_Requirements_
Which lines of the rows contain the word "green"? Show each of them in full.

[Raw records]
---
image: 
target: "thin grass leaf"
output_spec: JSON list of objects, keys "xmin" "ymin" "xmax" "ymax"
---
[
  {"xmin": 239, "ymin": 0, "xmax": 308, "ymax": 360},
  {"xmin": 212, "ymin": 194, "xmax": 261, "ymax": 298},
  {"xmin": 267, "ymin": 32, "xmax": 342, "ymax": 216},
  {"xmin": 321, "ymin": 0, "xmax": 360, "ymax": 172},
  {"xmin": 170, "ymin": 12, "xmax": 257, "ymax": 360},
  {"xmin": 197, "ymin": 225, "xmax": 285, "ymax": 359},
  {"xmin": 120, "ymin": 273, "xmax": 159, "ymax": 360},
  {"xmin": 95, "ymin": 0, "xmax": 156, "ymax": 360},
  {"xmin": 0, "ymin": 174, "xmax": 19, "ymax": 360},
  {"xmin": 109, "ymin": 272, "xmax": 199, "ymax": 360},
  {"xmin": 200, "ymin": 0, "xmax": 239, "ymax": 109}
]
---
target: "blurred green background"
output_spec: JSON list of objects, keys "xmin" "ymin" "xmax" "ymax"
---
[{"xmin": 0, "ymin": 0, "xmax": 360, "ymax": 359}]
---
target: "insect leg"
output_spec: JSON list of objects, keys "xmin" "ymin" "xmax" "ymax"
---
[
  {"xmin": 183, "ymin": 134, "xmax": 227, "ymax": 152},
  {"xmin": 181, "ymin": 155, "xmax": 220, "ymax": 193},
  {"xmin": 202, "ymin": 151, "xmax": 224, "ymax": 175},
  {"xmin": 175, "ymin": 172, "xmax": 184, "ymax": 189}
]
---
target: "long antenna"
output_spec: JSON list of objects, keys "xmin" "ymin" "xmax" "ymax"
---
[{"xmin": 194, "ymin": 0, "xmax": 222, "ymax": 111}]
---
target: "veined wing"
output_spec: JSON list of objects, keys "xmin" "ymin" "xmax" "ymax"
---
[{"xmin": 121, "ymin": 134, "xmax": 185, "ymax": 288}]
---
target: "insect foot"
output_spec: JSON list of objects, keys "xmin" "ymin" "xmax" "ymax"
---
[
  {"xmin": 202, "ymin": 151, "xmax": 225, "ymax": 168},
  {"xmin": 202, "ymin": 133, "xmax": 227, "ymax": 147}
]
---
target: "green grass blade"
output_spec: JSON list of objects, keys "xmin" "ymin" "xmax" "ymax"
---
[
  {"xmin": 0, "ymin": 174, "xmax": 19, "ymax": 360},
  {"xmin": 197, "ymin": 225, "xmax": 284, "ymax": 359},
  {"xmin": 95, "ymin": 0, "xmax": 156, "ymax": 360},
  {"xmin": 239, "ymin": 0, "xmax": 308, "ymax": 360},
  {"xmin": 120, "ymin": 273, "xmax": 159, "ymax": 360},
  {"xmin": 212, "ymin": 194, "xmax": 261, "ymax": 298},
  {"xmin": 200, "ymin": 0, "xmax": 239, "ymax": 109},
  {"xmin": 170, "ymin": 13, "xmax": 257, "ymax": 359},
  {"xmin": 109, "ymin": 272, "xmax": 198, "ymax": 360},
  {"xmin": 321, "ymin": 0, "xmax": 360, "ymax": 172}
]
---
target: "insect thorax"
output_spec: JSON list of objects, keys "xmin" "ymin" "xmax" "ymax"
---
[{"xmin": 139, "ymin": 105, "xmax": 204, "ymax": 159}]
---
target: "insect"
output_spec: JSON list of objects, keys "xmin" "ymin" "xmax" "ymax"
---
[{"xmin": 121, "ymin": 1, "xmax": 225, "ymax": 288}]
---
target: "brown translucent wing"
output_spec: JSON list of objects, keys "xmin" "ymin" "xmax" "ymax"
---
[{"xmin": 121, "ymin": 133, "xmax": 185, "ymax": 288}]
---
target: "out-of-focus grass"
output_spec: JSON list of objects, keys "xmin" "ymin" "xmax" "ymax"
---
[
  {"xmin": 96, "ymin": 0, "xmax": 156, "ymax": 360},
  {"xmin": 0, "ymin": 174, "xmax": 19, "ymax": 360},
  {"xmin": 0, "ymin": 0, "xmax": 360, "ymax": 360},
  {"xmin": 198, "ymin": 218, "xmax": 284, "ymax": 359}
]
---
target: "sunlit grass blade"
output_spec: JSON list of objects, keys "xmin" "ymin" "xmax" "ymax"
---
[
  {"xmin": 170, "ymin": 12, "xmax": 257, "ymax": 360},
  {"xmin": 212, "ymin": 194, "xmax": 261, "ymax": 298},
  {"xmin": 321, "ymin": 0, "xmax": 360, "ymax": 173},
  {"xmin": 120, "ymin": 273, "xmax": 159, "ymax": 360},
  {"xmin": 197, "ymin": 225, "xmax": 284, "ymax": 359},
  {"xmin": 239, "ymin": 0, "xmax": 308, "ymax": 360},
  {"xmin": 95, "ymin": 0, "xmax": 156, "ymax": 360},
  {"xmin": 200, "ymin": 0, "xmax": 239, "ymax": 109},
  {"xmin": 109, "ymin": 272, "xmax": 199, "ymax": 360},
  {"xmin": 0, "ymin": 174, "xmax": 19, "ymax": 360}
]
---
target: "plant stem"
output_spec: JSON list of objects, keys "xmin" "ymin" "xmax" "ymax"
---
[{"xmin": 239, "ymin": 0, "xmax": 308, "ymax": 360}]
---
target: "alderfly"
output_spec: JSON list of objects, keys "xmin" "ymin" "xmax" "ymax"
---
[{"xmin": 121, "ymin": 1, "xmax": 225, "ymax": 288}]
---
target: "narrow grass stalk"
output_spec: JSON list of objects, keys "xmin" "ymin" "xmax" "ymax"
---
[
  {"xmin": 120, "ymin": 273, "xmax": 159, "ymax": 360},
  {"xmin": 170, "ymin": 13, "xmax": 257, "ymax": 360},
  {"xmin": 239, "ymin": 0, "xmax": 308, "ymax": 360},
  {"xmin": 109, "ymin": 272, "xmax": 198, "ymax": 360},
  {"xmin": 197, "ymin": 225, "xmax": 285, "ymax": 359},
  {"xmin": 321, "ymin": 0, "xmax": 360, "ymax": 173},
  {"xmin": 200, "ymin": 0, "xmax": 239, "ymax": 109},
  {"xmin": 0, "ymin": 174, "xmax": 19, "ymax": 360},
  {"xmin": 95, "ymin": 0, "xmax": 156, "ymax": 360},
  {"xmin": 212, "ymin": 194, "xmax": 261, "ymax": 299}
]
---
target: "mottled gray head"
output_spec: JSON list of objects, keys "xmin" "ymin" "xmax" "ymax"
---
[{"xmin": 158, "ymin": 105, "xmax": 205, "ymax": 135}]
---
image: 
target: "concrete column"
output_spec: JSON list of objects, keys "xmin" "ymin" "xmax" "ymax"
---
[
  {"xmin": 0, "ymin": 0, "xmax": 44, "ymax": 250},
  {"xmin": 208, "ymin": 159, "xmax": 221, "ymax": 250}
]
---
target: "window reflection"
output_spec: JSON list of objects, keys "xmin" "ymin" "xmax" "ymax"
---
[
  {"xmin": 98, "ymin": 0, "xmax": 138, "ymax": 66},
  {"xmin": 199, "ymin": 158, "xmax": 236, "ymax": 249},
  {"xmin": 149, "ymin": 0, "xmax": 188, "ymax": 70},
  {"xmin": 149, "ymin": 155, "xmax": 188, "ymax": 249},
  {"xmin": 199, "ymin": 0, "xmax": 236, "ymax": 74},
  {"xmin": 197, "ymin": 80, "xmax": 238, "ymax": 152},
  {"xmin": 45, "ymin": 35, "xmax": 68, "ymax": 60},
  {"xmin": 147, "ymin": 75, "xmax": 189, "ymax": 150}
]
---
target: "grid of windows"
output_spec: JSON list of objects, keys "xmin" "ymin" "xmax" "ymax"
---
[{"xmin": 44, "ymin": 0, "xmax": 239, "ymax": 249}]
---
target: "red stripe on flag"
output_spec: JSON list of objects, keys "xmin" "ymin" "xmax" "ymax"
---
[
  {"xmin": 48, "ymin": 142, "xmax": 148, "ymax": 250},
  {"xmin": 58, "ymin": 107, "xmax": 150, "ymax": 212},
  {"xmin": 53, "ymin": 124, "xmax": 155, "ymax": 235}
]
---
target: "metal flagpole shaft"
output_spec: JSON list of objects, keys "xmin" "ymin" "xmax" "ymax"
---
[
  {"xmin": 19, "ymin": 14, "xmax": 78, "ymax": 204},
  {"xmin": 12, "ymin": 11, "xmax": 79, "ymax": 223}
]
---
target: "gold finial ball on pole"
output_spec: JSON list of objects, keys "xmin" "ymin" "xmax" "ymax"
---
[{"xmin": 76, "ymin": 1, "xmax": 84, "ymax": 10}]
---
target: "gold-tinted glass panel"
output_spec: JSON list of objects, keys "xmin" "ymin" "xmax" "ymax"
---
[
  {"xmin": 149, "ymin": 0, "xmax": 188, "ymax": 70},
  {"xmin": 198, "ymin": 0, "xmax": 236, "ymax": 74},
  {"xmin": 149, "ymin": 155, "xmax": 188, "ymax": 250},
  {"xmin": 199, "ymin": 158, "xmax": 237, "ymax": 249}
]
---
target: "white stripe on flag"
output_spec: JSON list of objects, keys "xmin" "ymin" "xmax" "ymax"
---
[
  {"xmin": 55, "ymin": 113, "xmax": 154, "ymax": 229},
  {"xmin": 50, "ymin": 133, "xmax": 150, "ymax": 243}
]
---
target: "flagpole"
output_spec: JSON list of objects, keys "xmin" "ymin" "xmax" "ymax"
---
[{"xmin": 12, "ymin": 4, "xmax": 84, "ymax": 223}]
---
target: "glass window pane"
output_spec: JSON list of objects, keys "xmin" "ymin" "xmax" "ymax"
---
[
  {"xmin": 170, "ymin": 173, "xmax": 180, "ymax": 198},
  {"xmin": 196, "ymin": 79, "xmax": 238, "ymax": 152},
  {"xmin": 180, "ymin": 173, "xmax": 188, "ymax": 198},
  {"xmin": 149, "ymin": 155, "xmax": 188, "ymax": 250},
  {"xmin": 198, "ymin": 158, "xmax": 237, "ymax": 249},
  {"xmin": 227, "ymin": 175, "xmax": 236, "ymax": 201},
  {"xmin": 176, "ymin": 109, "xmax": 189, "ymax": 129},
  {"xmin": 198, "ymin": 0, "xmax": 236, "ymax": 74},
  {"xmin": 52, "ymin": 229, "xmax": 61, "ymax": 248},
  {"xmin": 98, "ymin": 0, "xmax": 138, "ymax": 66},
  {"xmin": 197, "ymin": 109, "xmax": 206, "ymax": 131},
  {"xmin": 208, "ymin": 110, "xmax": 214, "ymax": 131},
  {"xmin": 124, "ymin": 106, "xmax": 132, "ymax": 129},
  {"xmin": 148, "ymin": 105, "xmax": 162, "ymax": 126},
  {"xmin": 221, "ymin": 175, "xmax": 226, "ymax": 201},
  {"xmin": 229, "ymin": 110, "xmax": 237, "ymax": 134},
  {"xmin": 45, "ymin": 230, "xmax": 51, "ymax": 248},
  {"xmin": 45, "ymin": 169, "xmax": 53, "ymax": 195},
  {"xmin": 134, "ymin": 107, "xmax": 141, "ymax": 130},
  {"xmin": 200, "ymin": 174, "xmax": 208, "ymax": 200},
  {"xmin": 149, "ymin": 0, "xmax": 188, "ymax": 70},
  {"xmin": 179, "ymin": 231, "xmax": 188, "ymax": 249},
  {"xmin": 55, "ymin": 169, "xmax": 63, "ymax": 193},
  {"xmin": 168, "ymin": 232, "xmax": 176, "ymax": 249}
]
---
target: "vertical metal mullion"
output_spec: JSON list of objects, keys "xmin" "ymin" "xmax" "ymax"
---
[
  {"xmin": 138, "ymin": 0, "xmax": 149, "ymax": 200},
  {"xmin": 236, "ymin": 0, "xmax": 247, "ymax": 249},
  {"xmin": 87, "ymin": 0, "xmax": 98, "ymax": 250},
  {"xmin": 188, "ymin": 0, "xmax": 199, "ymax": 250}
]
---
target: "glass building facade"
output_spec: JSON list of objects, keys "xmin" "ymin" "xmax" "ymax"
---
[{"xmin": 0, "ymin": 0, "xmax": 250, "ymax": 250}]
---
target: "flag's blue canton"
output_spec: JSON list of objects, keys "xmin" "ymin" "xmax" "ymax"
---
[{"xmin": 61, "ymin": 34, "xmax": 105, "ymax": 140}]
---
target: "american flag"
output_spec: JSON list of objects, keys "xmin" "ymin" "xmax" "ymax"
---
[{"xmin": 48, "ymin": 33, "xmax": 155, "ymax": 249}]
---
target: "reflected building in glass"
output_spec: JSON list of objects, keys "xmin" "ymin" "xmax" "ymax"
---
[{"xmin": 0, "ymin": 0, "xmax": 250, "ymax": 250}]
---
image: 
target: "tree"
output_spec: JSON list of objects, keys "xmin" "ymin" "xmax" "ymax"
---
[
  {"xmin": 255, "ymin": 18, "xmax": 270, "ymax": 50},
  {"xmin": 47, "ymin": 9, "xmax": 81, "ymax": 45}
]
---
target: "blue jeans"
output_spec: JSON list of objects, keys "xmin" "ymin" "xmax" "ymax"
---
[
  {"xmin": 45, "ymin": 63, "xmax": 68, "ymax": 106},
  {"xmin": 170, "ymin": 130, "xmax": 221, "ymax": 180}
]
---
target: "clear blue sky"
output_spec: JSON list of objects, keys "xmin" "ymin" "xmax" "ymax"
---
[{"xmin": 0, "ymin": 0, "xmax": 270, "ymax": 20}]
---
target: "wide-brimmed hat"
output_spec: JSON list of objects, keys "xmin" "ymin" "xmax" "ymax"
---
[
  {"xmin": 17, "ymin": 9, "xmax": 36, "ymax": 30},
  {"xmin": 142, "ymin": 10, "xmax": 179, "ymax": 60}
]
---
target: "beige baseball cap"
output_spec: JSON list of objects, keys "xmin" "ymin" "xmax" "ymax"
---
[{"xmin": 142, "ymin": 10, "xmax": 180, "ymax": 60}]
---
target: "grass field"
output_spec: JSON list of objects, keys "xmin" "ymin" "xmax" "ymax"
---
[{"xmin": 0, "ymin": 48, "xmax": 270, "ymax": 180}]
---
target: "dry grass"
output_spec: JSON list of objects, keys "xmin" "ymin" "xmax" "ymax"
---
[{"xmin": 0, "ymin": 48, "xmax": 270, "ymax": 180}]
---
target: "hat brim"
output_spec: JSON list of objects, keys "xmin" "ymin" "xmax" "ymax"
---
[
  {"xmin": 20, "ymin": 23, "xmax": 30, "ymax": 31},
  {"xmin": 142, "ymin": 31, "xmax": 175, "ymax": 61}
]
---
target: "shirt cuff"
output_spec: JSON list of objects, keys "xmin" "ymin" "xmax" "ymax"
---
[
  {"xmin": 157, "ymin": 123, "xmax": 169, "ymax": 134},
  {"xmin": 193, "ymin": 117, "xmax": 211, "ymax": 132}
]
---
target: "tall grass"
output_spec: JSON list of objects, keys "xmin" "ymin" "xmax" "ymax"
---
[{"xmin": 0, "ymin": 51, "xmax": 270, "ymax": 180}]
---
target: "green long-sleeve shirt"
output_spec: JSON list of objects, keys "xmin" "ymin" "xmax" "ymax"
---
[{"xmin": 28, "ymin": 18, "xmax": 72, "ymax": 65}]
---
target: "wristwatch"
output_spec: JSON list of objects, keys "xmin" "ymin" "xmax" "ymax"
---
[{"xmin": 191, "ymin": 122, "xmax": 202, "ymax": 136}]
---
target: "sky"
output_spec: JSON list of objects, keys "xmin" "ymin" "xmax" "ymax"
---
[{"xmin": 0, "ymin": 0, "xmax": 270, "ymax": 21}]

_Solution_
target: "blurred green background"
target: "green grass blade"
target: "green long-sleeve shirt"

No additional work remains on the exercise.